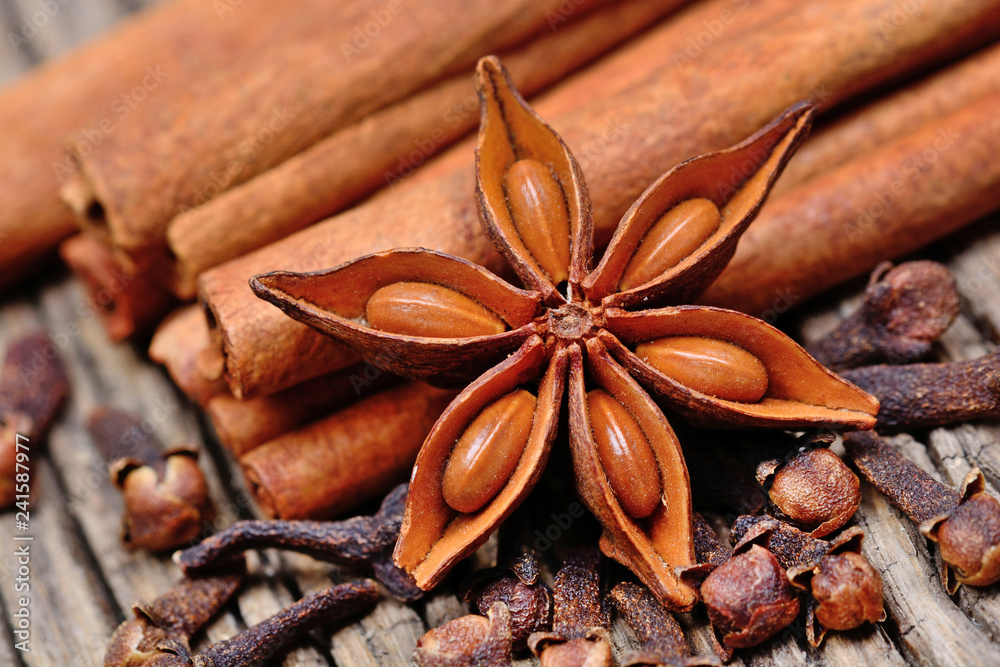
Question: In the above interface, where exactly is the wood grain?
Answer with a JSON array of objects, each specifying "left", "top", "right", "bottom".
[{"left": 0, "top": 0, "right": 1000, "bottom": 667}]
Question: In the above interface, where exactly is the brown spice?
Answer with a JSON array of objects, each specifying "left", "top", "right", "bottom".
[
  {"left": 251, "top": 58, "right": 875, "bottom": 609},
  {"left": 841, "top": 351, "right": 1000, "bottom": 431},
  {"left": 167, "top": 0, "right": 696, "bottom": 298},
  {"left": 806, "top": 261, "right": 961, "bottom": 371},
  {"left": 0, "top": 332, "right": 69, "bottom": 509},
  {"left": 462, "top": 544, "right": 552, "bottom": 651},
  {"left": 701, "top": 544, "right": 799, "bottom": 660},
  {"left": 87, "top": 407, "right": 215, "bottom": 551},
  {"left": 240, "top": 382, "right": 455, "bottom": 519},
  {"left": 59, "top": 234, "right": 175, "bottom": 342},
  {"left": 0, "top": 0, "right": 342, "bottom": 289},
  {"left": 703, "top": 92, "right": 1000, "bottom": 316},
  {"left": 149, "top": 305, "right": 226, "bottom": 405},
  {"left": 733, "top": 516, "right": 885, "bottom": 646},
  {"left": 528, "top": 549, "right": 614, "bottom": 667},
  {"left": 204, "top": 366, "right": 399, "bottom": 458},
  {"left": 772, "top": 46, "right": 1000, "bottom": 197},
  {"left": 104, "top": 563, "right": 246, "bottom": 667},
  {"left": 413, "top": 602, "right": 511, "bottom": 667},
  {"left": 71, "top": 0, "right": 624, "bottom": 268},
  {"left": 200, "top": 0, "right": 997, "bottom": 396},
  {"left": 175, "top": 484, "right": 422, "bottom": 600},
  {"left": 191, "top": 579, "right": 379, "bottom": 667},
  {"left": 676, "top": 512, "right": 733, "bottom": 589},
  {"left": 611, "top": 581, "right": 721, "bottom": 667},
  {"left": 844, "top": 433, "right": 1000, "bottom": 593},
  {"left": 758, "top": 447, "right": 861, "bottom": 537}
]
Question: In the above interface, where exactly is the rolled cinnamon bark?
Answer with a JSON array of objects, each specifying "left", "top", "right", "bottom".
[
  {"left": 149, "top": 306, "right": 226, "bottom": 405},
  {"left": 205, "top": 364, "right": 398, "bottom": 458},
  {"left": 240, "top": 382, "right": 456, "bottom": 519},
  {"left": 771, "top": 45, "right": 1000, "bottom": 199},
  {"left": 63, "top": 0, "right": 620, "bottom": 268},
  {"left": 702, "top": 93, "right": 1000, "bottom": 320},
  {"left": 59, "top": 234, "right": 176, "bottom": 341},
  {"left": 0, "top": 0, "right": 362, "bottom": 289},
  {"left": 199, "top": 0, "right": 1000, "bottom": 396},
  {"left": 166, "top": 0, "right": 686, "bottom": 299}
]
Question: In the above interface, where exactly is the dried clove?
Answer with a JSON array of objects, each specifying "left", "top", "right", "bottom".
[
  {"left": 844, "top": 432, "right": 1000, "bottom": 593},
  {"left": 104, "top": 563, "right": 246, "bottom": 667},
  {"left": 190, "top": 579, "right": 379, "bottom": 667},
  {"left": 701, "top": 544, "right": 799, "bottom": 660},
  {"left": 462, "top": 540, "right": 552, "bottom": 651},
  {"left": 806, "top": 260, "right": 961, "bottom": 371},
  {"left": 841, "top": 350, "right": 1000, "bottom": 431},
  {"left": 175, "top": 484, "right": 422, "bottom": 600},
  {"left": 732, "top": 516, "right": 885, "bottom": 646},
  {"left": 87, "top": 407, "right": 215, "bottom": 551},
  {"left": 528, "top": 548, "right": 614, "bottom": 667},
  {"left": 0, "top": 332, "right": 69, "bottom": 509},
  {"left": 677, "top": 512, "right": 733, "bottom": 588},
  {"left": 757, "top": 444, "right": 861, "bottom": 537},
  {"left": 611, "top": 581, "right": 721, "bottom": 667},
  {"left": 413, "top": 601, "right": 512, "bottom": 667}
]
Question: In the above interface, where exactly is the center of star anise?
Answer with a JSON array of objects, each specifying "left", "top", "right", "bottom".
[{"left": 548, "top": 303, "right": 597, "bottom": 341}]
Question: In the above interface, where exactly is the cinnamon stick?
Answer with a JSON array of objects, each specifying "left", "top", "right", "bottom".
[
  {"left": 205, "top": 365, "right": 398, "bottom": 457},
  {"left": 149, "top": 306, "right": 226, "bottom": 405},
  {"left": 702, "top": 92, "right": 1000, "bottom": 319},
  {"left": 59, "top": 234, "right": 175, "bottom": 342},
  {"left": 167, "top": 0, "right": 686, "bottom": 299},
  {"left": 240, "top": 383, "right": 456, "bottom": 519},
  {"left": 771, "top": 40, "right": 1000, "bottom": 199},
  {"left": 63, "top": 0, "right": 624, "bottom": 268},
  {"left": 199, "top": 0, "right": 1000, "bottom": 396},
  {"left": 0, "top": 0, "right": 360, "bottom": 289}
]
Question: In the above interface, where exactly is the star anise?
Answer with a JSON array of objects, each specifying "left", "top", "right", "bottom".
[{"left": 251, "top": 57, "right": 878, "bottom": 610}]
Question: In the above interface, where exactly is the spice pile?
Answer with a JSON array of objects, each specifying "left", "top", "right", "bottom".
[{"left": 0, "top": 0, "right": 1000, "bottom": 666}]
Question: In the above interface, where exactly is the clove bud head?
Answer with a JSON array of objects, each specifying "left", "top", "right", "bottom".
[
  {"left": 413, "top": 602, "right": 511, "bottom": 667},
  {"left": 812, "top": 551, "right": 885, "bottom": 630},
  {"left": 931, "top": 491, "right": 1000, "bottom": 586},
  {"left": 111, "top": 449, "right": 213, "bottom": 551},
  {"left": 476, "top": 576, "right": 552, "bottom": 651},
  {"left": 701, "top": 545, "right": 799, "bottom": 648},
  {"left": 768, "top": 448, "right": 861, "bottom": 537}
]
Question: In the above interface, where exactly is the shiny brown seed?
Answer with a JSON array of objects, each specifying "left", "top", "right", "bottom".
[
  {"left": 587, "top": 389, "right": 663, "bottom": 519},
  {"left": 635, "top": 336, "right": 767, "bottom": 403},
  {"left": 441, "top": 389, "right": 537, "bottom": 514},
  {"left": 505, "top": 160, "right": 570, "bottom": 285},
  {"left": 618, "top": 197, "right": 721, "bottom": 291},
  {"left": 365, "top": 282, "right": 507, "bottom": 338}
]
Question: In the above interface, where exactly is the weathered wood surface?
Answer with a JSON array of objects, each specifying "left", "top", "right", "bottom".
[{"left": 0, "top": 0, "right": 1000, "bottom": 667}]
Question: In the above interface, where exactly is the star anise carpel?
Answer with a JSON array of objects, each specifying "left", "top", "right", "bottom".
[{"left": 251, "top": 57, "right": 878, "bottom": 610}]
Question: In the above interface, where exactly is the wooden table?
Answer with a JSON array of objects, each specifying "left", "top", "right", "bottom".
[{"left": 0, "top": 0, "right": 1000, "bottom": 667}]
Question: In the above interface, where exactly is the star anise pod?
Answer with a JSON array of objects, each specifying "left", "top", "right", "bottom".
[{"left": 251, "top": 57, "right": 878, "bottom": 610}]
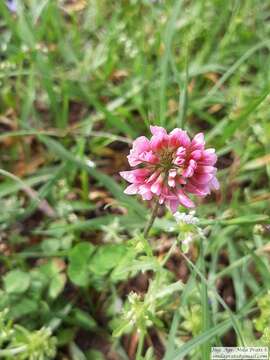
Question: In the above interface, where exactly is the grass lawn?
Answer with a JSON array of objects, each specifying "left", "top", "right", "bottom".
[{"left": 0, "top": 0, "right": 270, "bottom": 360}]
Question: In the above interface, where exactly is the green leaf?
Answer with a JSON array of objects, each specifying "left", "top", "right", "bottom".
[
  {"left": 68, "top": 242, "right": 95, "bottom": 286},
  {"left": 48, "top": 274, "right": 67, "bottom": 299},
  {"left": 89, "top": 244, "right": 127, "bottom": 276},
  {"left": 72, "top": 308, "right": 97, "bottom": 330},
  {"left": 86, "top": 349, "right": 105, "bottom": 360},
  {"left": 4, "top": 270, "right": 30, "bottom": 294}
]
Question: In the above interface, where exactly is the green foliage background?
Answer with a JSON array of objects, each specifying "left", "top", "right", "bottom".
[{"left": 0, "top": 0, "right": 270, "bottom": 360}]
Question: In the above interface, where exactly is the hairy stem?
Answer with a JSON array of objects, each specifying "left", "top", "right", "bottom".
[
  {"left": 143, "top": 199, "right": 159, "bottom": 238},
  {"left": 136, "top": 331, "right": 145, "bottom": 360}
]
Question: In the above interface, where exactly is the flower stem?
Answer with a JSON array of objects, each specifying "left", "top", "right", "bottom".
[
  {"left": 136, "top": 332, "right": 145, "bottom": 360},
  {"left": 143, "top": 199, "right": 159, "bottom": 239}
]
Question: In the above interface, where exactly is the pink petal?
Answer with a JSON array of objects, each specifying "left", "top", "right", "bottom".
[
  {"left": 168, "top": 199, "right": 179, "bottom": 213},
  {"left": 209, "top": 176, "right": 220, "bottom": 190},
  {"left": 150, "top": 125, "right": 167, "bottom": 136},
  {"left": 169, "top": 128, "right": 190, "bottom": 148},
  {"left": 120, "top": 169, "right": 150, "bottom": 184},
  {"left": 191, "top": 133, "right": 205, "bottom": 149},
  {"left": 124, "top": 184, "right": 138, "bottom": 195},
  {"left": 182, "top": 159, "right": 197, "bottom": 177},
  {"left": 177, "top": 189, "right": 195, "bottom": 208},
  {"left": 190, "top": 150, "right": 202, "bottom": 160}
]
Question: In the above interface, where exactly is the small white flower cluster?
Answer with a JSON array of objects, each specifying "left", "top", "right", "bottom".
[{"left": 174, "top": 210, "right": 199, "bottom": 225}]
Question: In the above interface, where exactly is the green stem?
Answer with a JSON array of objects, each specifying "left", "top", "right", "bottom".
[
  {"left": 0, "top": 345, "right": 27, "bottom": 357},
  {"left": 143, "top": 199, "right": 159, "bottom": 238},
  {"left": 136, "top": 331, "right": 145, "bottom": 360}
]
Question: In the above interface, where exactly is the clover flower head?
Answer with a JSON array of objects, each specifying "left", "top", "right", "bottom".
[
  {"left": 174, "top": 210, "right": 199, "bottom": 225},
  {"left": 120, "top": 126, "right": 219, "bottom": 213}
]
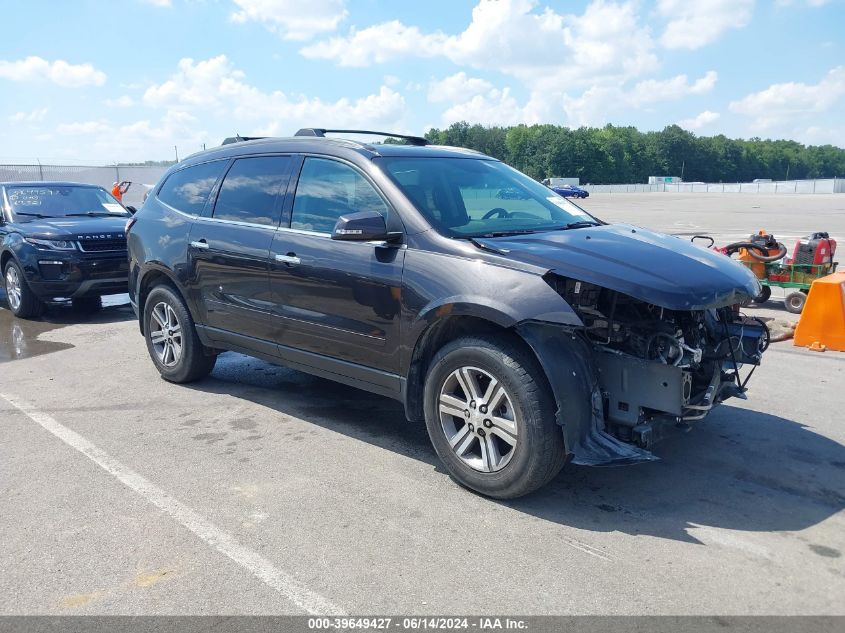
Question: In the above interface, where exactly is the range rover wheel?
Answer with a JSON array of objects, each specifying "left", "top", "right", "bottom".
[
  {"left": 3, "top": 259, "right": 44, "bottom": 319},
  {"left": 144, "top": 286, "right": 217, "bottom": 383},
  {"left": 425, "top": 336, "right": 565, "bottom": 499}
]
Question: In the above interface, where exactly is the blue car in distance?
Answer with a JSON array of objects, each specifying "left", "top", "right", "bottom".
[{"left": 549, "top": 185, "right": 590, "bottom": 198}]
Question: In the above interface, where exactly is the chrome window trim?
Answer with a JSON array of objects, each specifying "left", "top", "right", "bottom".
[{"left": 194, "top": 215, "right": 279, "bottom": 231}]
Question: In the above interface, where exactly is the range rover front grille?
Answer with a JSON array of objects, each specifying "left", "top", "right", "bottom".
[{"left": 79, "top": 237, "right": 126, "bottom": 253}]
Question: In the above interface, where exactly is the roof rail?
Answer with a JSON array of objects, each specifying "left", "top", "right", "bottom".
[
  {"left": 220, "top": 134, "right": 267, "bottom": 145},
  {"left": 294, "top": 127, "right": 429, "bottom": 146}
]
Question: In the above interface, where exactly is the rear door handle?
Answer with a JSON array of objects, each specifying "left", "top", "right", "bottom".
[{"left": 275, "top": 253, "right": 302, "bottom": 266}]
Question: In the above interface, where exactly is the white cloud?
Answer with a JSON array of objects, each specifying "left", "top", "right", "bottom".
········
Reproduce the items from the line containing "Question: In the above interface, where exactly is the roof" through the end of the items, both ends included and requests kept, multiplying every bounding-box coordinate in the answers by 0.2. Round each result to a whole number, with halves rounded up.

Question: In the above interface, where exactly is the roof rail?
Answer with a JSON array of objects, each specifying "left", "top", "right", "bottom".
[
  {"left": 44, "top": 27, "right": 53, "bottom": 29},
  {"left": 59, "top": 25, "right": 86, "bottom": 29}
]
Question: In the above interface, where exactly is the rear door handle?
Answer with a JSON array of objects, each specifying "left", "top", "right", "bottom".
[{"left": 55, "top": 51, "right": 60, "bottom": 53}]
Question: In the above interface, where exactly is the white cloud?
Answer with a JSON array of objects, each specifying "left", "top", "right", "bottom".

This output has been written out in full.